## BEREITGESTELLTES MATERIAL
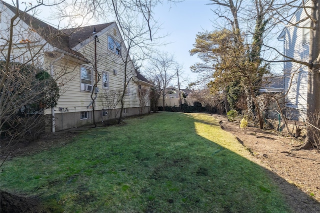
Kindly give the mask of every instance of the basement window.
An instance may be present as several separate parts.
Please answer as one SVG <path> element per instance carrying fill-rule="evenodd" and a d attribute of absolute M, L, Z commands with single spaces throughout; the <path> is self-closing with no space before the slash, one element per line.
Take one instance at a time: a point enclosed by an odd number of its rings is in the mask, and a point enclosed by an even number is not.
<path fill-rule="evenodd" d="M 84 111 L 81 112 L 81 120 L 90 119 L 90 112 Z"/>

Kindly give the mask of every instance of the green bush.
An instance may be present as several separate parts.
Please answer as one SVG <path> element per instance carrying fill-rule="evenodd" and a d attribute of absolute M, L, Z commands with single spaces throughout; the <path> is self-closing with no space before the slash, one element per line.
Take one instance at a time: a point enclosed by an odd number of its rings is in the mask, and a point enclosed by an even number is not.
<path fill-rule="evenodd" d="M 240 128 L 244 130 L 244 132 L 246 134 L 246 128 L 248 126 L 248 121 L 244 117 L 240 121 Z"/>
<path fill-rule="evenodd" d="M 228 120 L 233 122 L 236 120 L 236 116 L 238 116 L 238 112 L 236 110 L 230 110 L 226 113 L 226 116 L 228 118 Z"/>

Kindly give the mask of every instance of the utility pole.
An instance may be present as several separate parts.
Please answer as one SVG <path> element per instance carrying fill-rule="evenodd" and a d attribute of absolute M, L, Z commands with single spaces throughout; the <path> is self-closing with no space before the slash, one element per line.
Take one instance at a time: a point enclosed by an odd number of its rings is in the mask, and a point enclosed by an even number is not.
<path fill-rule="evenodd" d="M 178 90 L 179 90 L 178 92 L 179 93 L 179 107 L 181 108 L 181 93 L 180 92 L 180 82 L 179 82 L 179 73 L 178 72 L 178 69 L 176 69 L 176 76 L 178 78 Z"/>

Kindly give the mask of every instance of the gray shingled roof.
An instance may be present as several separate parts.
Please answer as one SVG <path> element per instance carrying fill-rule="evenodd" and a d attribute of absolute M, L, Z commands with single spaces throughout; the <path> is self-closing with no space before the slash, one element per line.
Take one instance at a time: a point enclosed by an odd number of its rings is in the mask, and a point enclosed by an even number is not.
<path fill-rule="evenodd" d="M 151 81 L 146 78 L 139 72 L 136 71 L 136 77 L 138 78 L 138 79 L 140 80 L 140 81 L 144 81 L 145 82 L 148 83 L 150 84 L 152 84 Z"/>
<path fill-rule="evenodd" d="M 96 27 L 96 31 L 98 32 L 113 23 L 114 22 L 92 25 L 82 27 L 64 29 L 61 31 L 66 35 L 70 35 L 69 45 L 71 48 L 72 48 L 79 43 L 82 42 L 91 36 L 92 35 L 94 27 Z"/>
<path fill-rule="evenodd" d="M 16 13 L 15 7 L 2 0 L 1 1 L 13 12 Z M 54 47 L 86 60 L 82 54 L 70 49 L 69 45 L 69 36 L 61 30 L 22 10 L 19 10 L 19 17 Z"/>

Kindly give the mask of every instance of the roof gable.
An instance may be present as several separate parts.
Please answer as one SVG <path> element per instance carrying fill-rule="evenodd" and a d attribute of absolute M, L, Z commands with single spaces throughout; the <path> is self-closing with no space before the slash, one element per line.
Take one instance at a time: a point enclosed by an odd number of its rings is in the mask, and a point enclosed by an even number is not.
<path fill-rule="evenodd" d="M 2 0 L 1 2 L 14 13 L 16 13 L 16 8 L 14 6 Z M 19 10 L 19 18 L 29 26 L 30 30 L 38 33 L 54 47 L 78 57 L 85 59 L 82 54 L 70 48 L 69 36 L 62 30 L 20 10 Z"/>
<path fill-rule="evenodd" d="M 61 31 L 66 34 L 70 35 L 69 44 L 71 48 L 73 48 L 91 37 L 94 34 L 94 28 L 96 33 L 98 33 L 112 24 L 115 23 L 116 22 L 112 22 L 81 27 L 64 29 Z"/>

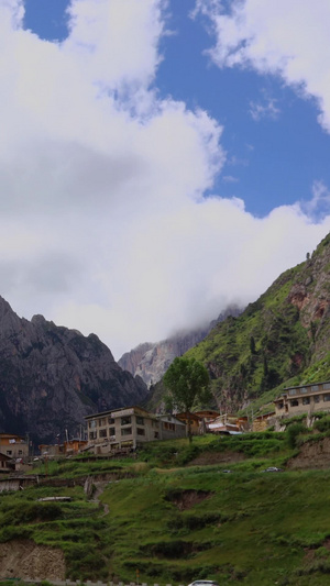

## AUFTRAG
Ersetze in den Zeilen von "Kindly give the mask of every instance of the gray" bis einschließlich "16 13 L 15 7" den Ausdruck "gray shingled roof" durch "brown shingled roof". Gib nur diese Zeilen wieder und lass alles andere unverändert.

## LÖSUNG
Kindly give the mask of every instance of the brown shingled roof.
An instance may be present as several separate parts.
Please answer as one SVG <path> element per instance carrying fill-rule="evenodd" and a d attribute of absolute M, L, Z commands with single spaces throughout; the <path> is self-closing with no space before the slash, one element per line.
Take one instance at a time: a point enclosed by an odd number of its rings is in the mask, and a point enclosed by an even number is not.
<path fill-rule="evenodd" d="M 151 81 L 146 78 L 139 72 L 136 71 L 136 77 L 138 78 L 138 79 L 140 80 L 140 81 L 144 81 L 145 82 L 148 83 L 150 84 L 152 84 Z"/>
<path fill-rule="evenodd" d="M 96 27 L 96 31 L 98 32 L 113 23 L 114 22 L 92 25 L 82 27 L 64 29 L 61 31 L 66 35 L 70 35 L 69 45 L 71 48 L 72 48 L 79 43 L 82 42 L 91 36 L 92 35 L 94 27 Z"/>
<path fill-rule="evenodd" d="M 16 13 L 15 7 L 2 0 L 1 1 L 13 12 Z M 54 47 L 86 60 L 82 54 L 70 49 L 69 45 L 69 36 L 61 30 L 22 10 L 19 10 L 19 17 Z"/>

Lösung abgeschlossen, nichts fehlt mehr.